TASK MATERIAL:
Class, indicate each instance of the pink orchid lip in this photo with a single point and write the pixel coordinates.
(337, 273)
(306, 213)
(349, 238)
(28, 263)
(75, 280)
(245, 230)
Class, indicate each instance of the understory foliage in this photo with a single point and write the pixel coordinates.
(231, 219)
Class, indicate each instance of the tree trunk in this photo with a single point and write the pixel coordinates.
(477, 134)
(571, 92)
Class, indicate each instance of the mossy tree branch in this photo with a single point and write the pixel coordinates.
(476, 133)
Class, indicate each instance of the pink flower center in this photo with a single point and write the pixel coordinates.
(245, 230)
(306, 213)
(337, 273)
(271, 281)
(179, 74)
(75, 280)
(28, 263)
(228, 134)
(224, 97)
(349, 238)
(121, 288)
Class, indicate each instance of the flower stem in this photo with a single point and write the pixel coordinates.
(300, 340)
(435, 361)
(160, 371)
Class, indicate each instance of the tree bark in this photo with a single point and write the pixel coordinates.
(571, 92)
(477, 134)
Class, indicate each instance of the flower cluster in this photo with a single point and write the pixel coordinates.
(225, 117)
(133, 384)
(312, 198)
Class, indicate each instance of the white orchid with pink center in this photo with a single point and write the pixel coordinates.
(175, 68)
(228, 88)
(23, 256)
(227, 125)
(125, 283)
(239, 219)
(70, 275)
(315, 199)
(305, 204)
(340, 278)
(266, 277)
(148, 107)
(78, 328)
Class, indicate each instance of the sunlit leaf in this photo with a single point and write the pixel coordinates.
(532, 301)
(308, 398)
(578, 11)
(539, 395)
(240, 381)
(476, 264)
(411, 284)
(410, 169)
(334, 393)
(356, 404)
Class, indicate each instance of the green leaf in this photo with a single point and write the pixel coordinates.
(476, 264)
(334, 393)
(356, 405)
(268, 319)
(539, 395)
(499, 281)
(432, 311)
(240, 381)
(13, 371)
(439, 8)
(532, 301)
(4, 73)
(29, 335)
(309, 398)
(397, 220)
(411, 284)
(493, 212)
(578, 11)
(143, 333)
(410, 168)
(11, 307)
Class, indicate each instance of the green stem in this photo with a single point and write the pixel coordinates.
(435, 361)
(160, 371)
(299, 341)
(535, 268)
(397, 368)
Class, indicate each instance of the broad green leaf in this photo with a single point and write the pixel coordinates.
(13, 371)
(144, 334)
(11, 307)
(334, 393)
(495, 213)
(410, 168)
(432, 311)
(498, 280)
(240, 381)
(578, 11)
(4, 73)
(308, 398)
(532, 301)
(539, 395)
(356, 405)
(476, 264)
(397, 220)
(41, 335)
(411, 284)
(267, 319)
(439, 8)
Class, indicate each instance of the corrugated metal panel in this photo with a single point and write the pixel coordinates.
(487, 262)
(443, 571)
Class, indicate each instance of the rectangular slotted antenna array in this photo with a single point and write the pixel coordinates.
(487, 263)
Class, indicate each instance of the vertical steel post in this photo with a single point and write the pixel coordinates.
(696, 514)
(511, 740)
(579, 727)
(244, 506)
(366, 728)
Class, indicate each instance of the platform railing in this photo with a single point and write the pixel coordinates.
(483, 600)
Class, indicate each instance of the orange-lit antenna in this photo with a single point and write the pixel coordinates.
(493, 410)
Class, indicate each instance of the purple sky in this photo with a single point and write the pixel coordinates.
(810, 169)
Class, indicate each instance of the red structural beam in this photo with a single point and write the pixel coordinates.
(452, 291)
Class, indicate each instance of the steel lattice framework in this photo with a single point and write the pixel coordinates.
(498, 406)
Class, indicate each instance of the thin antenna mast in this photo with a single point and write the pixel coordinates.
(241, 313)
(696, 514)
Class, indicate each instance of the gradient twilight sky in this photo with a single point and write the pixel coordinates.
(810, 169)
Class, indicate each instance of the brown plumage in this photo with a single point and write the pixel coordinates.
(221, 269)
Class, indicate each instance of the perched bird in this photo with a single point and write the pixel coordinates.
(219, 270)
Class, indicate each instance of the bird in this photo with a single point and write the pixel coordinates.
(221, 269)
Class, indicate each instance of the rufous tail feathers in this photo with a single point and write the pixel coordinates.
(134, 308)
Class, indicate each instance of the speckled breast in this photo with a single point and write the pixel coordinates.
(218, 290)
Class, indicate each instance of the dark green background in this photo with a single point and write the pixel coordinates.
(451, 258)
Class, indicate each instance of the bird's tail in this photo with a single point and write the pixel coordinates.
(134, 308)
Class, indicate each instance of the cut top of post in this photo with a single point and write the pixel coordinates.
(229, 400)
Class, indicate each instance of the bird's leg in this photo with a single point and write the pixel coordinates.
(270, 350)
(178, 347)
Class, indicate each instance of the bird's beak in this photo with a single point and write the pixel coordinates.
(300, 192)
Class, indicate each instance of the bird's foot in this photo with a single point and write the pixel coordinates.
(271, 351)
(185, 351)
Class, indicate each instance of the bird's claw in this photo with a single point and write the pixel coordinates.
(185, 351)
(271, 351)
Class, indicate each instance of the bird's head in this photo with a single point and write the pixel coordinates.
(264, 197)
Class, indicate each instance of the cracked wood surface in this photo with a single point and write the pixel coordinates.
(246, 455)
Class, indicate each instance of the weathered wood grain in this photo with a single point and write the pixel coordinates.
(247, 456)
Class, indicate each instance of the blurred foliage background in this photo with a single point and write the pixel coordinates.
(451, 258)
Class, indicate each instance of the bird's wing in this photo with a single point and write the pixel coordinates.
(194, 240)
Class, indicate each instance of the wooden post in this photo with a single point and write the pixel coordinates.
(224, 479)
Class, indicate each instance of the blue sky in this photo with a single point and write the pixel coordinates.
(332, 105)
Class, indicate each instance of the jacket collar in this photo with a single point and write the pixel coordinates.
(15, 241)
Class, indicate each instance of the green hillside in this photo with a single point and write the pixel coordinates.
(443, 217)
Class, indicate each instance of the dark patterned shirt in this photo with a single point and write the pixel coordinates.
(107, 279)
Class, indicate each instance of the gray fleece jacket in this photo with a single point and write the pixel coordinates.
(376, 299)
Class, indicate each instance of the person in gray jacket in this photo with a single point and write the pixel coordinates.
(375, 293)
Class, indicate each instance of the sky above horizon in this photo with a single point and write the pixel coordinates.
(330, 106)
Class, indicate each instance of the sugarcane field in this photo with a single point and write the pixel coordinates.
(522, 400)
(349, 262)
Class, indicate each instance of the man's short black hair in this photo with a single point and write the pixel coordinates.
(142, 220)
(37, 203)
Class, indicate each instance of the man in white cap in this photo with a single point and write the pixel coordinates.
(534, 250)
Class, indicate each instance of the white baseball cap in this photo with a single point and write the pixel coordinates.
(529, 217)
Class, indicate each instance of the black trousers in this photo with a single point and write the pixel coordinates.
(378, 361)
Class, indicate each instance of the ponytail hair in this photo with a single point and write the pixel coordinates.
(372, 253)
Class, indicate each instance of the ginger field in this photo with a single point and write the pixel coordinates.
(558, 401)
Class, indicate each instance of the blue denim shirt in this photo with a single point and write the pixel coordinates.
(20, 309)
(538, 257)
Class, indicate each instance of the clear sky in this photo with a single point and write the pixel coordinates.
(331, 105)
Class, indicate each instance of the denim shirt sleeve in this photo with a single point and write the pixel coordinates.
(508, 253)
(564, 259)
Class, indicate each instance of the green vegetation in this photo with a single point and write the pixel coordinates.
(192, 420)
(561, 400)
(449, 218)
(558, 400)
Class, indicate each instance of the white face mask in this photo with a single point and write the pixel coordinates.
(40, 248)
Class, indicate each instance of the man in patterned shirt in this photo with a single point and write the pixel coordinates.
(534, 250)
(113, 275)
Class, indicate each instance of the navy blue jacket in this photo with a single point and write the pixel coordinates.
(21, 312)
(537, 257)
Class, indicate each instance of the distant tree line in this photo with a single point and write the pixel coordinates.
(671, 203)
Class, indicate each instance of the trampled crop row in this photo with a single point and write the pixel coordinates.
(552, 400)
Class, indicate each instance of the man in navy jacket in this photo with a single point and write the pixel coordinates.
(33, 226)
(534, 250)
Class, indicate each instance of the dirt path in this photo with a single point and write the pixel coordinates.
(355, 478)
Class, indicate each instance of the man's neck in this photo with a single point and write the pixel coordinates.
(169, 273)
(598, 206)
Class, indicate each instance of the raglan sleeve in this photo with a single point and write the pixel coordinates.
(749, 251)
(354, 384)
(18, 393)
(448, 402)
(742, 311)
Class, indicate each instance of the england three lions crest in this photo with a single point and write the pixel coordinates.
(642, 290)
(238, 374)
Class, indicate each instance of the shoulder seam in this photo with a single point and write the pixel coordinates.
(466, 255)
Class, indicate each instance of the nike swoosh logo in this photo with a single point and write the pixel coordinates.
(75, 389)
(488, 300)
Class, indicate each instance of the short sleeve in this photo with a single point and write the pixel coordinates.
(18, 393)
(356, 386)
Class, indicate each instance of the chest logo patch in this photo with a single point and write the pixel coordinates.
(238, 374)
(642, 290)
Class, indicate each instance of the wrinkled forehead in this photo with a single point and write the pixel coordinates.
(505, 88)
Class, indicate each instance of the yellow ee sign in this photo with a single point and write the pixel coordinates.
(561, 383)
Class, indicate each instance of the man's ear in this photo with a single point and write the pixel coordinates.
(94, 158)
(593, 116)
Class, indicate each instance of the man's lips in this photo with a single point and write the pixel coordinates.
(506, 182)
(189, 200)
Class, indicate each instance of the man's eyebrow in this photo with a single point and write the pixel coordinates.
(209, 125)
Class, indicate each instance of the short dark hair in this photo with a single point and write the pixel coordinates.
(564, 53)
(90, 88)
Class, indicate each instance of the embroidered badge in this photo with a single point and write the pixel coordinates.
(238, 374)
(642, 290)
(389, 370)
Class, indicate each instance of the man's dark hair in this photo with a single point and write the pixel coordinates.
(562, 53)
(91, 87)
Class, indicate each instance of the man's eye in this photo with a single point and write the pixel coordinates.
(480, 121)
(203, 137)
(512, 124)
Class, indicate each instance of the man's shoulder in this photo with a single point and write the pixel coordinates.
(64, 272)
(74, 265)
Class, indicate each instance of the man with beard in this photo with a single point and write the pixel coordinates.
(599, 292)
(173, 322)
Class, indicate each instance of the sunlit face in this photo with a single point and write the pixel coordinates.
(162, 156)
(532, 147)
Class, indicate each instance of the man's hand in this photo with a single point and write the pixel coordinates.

EXERCISE DESCRIPTION: Quote only the lines from the line containing "Class, indicate each instance of the shoulder" through the end of the entries, keeping the first and the last.

EXPECTED ANSWER:
Class, indicate each instance of the shoulder seam in this photo with a single point and write the pixel coordinates.
(466, 255)
Class, indicate each instance of the nike swoosh logo in this photo with a single point and write the pixel coordinates.
(75, 389)
(488, 300)
Class, indicate each instance of the short sleeve in this photo with a single point and write the pixel coordinates.
(18, 393)
(356, 386)
Class, indicate each instance of the chest logo patch in this photo with a single point and write the pixel coordinates.
(238, 374)
(642, 290)
Class, indicate each instance of the wrinkled forehead in this photo with a single point and write the pixel coordinates.
(505, 88)
Class, indicate each instance of the yellow ee sign in this photo with a single point and write the pixel coordinates.
(561, 383)
Class, indicate each instance of the man's ear in this photo with a single point and write the pixel coordinates.
(94, 158)
(593, 116)
Class, indicate each instance of the man's lips in this photo with a single point and write the pixel coordinates.
(506, 182)
(189, 200)
Class, indicate each instance of the man's eyebrow in this photo with a single point and write the pixel coordinates.
(209, 125)
Class, indicate each instance of the short dark hair in this photo with a single point and write the pixel coordinates.
(564, 53)
(90, 88)
Class, indicate each instance of the embroidered badge in this photo with a single point and write the pixel coordinates.
(238, 374)
(642, 290)
(389, 370)
Class, indicate each instance of the man's dark hair in this photo with a single point and write the pixel coordinates.
(562, 53)
(91, 87)
Class, indicate each instance of the man's eye in this photo with a single point and write the pixel coordinates.
(480, 121)
(203, 137)
(512, 124)
Class, indicate each instance of the man's shoulder in this photo with a single point and write the pixel coordinates.
(64, 272)
(74, 265)
Class, indicate each instance of the man with beard in this photo with a single point and write the pixel coordinates.
(599, 292)
(173, 322)
Class, indicate each instance of the sunlit face in this photo with a single point and write the pixel coordinates.
(162, 156)
(532, 147)
Class, indicate each instance of the man's hand in this photo with a single point and write the pixel coordinates.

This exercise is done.